Data for processing START

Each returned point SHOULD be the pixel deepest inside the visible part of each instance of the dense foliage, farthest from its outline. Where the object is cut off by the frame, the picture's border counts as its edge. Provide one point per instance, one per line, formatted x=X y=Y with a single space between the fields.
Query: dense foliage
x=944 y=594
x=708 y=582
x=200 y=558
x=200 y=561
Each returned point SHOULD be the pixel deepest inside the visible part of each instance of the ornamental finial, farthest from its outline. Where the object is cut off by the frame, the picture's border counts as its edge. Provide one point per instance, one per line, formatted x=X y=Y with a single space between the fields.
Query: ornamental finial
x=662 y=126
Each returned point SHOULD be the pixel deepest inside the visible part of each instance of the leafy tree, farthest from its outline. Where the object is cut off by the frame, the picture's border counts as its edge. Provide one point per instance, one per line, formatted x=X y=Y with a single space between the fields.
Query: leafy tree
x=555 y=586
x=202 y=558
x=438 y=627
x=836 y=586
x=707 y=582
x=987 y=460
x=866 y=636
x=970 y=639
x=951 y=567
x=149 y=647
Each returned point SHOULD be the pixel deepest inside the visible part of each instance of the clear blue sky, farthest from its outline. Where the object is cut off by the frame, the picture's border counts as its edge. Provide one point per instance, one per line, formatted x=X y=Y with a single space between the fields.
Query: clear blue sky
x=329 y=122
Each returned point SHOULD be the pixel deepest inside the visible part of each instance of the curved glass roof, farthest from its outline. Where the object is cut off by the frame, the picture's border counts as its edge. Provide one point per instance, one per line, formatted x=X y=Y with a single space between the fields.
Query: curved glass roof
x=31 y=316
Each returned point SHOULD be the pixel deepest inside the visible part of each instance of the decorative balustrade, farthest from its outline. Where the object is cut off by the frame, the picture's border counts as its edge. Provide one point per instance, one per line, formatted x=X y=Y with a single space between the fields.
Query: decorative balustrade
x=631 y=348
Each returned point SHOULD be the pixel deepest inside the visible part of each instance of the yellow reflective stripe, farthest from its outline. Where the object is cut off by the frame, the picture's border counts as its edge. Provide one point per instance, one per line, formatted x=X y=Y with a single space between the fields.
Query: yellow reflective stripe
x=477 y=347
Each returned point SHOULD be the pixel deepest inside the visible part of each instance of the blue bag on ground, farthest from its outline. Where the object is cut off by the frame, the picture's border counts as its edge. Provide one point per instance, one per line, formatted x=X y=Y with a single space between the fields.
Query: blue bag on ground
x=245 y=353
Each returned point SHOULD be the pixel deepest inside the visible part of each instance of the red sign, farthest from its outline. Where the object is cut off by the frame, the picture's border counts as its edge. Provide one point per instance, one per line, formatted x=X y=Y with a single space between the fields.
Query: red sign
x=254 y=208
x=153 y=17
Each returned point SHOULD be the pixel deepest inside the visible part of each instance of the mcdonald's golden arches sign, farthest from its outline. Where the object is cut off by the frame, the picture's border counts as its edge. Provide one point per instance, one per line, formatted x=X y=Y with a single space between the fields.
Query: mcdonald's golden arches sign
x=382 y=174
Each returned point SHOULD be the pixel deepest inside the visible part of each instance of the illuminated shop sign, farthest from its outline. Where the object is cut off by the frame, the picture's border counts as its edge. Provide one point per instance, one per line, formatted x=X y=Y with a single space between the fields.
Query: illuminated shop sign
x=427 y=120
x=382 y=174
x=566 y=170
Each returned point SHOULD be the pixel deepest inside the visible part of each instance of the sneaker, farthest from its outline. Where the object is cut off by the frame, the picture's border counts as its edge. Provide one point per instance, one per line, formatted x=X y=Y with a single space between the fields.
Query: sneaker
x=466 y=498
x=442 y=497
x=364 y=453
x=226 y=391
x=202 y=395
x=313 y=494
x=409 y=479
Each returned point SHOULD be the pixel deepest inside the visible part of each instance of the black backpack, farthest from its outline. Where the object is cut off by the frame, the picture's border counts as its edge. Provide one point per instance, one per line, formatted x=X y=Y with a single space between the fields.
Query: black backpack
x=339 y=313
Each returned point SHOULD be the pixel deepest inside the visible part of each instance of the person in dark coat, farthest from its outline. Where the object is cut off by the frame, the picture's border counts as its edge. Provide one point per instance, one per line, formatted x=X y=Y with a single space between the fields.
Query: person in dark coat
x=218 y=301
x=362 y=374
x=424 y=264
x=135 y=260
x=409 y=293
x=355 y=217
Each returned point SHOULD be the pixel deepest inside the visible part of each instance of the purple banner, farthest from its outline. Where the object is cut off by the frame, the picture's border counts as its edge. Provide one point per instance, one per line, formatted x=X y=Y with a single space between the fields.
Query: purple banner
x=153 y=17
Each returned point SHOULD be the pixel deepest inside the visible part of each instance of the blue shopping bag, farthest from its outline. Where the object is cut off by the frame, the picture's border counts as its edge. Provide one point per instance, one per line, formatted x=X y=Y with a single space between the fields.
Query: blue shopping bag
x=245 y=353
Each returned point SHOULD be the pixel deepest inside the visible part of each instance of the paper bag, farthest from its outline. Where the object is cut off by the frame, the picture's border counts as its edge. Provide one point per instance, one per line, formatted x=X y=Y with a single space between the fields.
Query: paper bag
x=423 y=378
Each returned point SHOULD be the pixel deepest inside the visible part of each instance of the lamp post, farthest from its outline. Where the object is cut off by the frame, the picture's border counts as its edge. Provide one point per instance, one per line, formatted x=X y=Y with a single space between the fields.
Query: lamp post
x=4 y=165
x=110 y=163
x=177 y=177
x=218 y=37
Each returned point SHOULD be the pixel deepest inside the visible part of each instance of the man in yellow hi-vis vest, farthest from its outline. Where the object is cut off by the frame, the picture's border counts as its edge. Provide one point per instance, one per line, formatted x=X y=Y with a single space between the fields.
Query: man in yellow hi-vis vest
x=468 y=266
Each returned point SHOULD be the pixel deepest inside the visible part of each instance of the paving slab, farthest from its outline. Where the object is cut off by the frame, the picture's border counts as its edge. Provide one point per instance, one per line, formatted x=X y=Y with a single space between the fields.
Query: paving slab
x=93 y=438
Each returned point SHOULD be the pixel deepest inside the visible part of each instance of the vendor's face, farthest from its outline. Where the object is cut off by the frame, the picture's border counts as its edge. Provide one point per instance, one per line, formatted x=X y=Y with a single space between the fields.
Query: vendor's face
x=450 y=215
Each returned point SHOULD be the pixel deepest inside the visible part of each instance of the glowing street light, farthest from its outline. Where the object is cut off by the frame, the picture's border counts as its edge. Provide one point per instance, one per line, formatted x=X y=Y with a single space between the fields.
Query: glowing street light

Data for processing END

What you are asked to do:
Out of the records above, pull each line containing the word "light".

Response area:
Each returned point SHOULD be the pixel deepest inside the visible part of each instance of the glowing street light, farthest from its outline. Where the object is cut off by the frame, the picture's border counts as its edge. Provide one point per instance, one per line, formatted x=X y=Y with a single space between the fields.
Query: glowing street light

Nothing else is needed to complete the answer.